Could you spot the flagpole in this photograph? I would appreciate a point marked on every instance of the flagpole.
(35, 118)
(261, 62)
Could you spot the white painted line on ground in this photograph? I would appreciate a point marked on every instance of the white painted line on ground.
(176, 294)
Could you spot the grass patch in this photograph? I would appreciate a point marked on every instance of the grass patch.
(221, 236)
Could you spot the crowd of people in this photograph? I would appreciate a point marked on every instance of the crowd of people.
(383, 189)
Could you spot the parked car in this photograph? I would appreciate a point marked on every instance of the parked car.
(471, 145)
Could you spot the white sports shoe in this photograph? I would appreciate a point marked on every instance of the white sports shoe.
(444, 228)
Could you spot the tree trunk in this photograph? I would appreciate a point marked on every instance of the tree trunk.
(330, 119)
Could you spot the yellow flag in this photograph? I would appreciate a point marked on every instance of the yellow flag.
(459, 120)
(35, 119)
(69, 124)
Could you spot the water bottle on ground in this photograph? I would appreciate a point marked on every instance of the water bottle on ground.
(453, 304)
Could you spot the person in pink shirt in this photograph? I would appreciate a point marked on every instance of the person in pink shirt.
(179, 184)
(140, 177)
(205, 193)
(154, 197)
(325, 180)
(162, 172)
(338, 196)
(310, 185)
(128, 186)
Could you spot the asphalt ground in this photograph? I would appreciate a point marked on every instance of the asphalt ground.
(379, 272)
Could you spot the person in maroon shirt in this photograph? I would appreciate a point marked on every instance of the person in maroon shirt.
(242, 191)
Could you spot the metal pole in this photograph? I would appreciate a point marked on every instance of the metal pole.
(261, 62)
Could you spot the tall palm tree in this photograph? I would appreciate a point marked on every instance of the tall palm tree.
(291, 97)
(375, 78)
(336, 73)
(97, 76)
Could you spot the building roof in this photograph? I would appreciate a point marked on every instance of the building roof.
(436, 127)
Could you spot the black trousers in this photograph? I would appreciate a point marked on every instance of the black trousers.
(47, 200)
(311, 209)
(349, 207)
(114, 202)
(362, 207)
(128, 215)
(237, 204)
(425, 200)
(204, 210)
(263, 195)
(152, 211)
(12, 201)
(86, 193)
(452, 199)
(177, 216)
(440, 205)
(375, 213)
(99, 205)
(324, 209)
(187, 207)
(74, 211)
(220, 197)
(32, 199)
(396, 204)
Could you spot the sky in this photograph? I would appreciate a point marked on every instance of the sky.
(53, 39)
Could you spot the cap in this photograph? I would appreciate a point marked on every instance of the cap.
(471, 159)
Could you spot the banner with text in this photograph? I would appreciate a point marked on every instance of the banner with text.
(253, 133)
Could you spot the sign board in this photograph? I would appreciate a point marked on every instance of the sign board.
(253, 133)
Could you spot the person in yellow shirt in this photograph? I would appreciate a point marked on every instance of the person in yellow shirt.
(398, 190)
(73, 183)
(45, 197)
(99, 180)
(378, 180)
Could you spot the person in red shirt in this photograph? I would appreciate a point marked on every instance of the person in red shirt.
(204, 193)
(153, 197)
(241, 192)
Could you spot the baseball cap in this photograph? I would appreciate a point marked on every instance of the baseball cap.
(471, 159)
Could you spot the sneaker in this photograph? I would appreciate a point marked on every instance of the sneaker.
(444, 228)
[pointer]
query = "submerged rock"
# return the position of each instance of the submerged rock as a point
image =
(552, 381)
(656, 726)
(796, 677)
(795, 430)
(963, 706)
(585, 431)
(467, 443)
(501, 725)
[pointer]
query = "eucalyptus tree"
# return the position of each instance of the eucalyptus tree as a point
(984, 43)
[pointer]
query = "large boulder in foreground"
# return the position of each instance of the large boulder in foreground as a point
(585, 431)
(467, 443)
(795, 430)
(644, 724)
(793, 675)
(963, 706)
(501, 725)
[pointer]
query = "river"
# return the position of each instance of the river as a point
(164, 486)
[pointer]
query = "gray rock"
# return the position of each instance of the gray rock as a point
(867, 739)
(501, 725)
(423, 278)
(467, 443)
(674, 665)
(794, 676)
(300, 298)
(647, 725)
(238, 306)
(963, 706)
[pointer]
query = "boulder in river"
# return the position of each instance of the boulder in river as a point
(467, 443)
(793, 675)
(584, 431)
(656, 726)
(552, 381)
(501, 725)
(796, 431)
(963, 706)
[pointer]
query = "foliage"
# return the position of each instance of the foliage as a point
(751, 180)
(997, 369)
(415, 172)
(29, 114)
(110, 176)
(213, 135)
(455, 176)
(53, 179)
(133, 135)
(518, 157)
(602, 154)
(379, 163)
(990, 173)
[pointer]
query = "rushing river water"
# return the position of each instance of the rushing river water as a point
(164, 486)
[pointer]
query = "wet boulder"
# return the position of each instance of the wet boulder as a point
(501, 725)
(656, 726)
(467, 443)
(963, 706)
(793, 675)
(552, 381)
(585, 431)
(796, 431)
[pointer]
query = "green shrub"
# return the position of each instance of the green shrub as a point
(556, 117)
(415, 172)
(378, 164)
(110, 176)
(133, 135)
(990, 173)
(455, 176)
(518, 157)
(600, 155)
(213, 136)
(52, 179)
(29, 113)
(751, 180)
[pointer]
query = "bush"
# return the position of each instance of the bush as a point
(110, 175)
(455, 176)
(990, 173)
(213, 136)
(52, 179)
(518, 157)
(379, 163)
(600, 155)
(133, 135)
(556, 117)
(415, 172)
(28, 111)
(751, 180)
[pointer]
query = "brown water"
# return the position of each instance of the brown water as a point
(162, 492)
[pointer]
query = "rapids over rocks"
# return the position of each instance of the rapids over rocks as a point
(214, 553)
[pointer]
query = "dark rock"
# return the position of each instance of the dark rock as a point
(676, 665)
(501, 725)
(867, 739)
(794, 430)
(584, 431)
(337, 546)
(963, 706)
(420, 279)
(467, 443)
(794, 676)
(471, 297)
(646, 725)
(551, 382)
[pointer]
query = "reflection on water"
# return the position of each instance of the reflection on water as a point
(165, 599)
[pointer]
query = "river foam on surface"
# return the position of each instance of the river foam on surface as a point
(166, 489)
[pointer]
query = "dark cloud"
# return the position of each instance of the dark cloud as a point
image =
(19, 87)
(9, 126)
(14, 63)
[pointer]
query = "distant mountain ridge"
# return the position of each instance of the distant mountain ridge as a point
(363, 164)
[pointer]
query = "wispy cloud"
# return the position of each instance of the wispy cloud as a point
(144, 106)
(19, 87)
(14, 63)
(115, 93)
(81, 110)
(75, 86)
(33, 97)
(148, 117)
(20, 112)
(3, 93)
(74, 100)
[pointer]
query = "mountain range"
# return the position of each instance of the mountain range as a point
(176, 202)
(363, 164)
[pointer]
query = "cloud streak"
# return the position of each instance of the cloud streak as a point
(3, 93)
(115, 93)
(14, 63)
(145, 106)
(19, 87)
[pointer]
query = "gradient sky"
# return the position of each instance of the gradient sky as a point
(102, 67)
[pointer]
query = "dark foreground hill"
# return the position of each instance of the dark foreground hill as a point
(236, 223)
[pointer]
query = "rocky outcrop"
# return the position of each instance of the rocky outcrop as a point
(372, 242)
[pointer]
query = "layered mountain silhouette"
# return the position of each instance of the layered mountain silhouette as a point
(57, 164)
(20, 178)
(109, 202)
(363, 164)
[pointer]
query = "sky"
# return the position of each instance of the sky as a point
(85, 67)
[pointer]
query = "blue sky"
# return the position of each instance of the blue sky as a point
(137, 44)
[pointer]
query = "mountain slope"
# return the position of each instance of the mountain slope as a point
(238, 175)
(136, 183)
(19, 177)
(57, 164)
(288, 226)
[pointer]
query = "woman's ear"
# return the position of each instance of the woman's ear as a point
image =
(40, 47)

☆ ☆ ☆

Short problem:
All the entries above need to be reproduced exactly.

Task result:
Could you spot the flagpole in this photograph? I would appreciate a point marked on every instance of the flagpole.
(35, 118)
(261, 62)
Could you spot the white painted line on ground in this photograph? I would appreciate a point marked on every instance of the white painted line on ground.
(176, 294)
Could you spot the grass patch in this photograph? I would appreciate a point marked on every instance of the grass patch.
(221, 236)
Could you spot the crowd of people in this photograph? I would appreciate a point marked on every instance of the crowd of people.
(383, 189)
Could you spot the parked car in this photograph? I would appreciate a point marked on every instance of the parked car.
(471, 145)
Could you spot the white sports shoe in this photograph? I would appreciate a point marked on every instance of the white sports shoe.
(444, 228)
Could you spot the tree trunk in this photograph? I would appreciate a point marked on every instance of the tree trunk.
(330, 119)
Could you spot the yellow flag in this photograph? I would appreciate a point marked on every instance of the yellow flag.
(459, 120)
(35, 119)
(69, 124)
Could you spot the water bottle on ground in this photograph? I would appreciate a point marked on every instance of the water bottle on ground.
(453, 304)
Could you spot the person in pink shirt in this photograph? I would appreciate a point marked on every instance of the person in pink shirt.
(179, 184)
(140, 177)
(205, 193)
(154, 197)
(325, 180)
(162, 172)
(338, 196)
(310, 185)
(128, 186)
Could you spot the asphalt ground in this photograph? I would appreciate a point marked on every instance of the asphalt ground.
(379, 272)
Could you spot the person in maroon shirt in this photograph? I would appreciate a point marked on every instance of the person in maroon shirt.
(242, 191)
Could you spot the metal pole in this photograph? I would appreciate a point marked on every instance of the metal pole.
(261, 62)
Could you spot the tall palm tree in this photograph? I would appreciate a point marked on every instance of the tall palm tree.
(291, 97)
(375, 78)
(336, 73)
(97, 76)
Could you spot the building roof in this photograph? I would appreciate a point marked on every instance of the building roof.
(436, 127)
Could you spot the black trousers in this photograph? I would appreciate a point marked on every instance of the black trousers.
(47, 200)
(311, 209)
(349, 207)
(114, 202)
(362, 207)
(128, 215)
(237, 204)
(425, 200)
(204, 210)
(263, 195)
(152, 211)
(12, 201)
(86, 193)
(452, 199)
(177, 216)
(440, 205)
(375, 213)
(99, 205)
(324, 209)
(187, 207)
(74, 211)
(220, 197)
(32, 199)
(396, 204)
Could you spot the sky in this photograph? I would appreciate a point marked on every instance of the sky.
(53, 39)
Could you spot the cap in this photograph? I would appreciate a point marked on every instance of the cap.
(471, 159)
Could you spot the banner with text in this photograph? I would appreciate a point marked on every instance of the banner with text.
(253, 133)
Could you spot the sign board in this photograph? I would appreciate a point marked on every instance of the sign board.
(253, 133)
Could you spot the person in yellow shirt in this photograph? I would appreciate a point marked on every instance of the person in yellow shirt.
(398, 190)
(73, 183)
(45, 197)
(99, 180)
(378, 180)
Could you spot the person in red shirt in this photograph? I would appreciate a point marked on every instance of the person in red shirt.
(204, 193)
(153, 197)
(241, 192)
Could you spot the baseball cap in this photograph? I would appreciate a point marked on every instance of the baseball cap.
(471, 159)
Could you spot the sneaker in this photograph? I would appreciate a point marked on every instance of the sneaker.
(444, 228)
[pointer]
query = "submerged rock"
# return the position of each instance of the submerged rock as a point
image =
(552, 381)
(656, 726)
(796, 677)
(795, 430)
(963, 706)
(585, 431)
(467, 443)
(501, 725)
[pointer]
query = "eucalyptus tree"
# return the position of each instance of the eucalyptus tree as a point
(984, 43)
[pointer]
query = "large boulder in foreground"
# return the position of each instance of the large boulder in foreground as a point
(585, 431)
(467, 443)
(795, 430)
(644, 724)
(793, 675)
(963, 706)
(501, 725)
[pointer]
query = "river"
# return the position of each instance of the river as a point
(164, 486)
[pointer]
query = "gray rock"
# return the position of each instance of the gray rock as a point
(867, 739)
(501, 725)
(423, 278)
(467, 443)
(674, 665)
(794, 676)
(300, 298)
(647, 725)
(238, 306)
(963, 706)
[pointer]
query = "boulder in river"
# return the position of each instance of the boulder in river as a point
(467, 443)
(793, 675)
(584, 431)
(656, 726)
(552, 381)
(501, 725)
(796, 431)
(963, 706)
[pointer]
query = "foliage"
# return the position of each instance of the foliage as a point
(751, 180)
(997, 369)
(415, 172)
(29, 114)
(110, 176)
(213, 135)
(455, 176)
(53, 179)
(133, 135)
(518, 157)
(602, 154)
(379, 163)
(990, 173)
[pointer]
query = "rushing river water"
# return the position of each instance of the rushing river water as a point
(164, 486)
[pointer]
query = "wet boulder"
# return the position of each instance of the wet boulder as a point
(501, 725)
(656, 726)
(467, 443)
(963, 706)
(793, 675)
(552, 381)
(585, 431)
(796, 431)
[pointer]
query = "green shrub"
# return the position of each instance of the green shrub as a point
(556, 117)
(415, 172)
(378, 164)
(110, 176)
(133, 135)
(990, 173)
(455, 176)
(518, 157)
(600, 155)
(213, 136)
(52, 179)
(29, 113)
(751, 180)
[pointer]
query = "bush"
# return the position of each instance of the bush as a point
(110, 175)
(455, 176)
(990, 173)
(213, 136)
(52, 179)
(518, 157)
(379, 163)
(600, 155)
(133, 135)
(556, 117)
(415, 172)
(28, 111)
(751, 180)
[pointer]
query = "brown water"
# return the position of each instance of the brown water as a point
(162, 492)
[pointer]
query = "rapids over rocks"
# return the position of each instance of the rapids over rocks as a point
(214, 553)
[pointer]
query = "dark rock"
# return the position of each instance of the dark rock as a point
(676, 665)
(501, 725)
(867, 739)
(794, 430)
(584, 431)
(337, 546)
(963, 706)
(420, 279)
(467, 443)
(794, 676)
(471, 297)
(646, 725)
(551, 382)
[pointer]
query = "reflection on water"
# return the position of each instance of the reflection on water as a point
(165, 599)
[pointer]
query = "river foam on surface"
# return the position of each instance of the river foam on surface as a point
(166, 489)
[pointer]
query = "dark cloud"
# return the position of each instance of the dark cloud as a point
image =
(19, 87)
(9, 126)
(14, 63)
[pointer]
query = "distant mountain ridge"
# return the position of each instance of the distant mountain ridge as a point
(363, 164)
[pointer]
query = "wispy cloud"
# return the position of each instance of the wispy cloud as a point
(144, 106)
(19, 87)
(14, 63)
(115, 93)
(81, 110)
(75, 86)
(33, 97)
(148, 117)
(20, 112)
(3, 93)
(74, 100)
[pointer]
query = "mountain range"
# return the position of each instance of the mountain range as a point
(176, 202)
(363, 164)
[pointer]
query = "cloud streak"
# return the position of each instance of the cloud streak as a point
(3, 93)
(115, 93)
(14, 63)
(145, 106)
(19, 87)
[pointer]
query = "gradient sky"
# return the position of each instance of the gradient sky as a point
(102, 67)
[pointer]
query = "dark foreground hill"
# return the position of each instance of the dark foreground hill as a point
(236, 223)
[pointer]
query = "rocky outcrop"
# return the position of each instance of the rocky outcrop as a point
(372, 242)
[pointer]
query = "layered mountain silhouette"
# return the position of each instance of the layered mountain silhouette as a point
(57, 164)
(20, 178)
(109, 202)
(363, 164)
[pointer]
query = "sky"
# return the position of each instance of the sky as a point
(85, 67)
[pointer]
query = "blue sky"
# return the position of each instance of the blue sky as a point
(137, 44)
[pointer]
query = "mountain slope"
# return the position of each instance of the mountain slope as a point
(238, 175)
(136, 183)
(19, 177)
(57, 164)
(288, 226)
[pointer]
query = "woman's ear"
# return the position of each instance of the woman's ear as a point
image =
(40, 47)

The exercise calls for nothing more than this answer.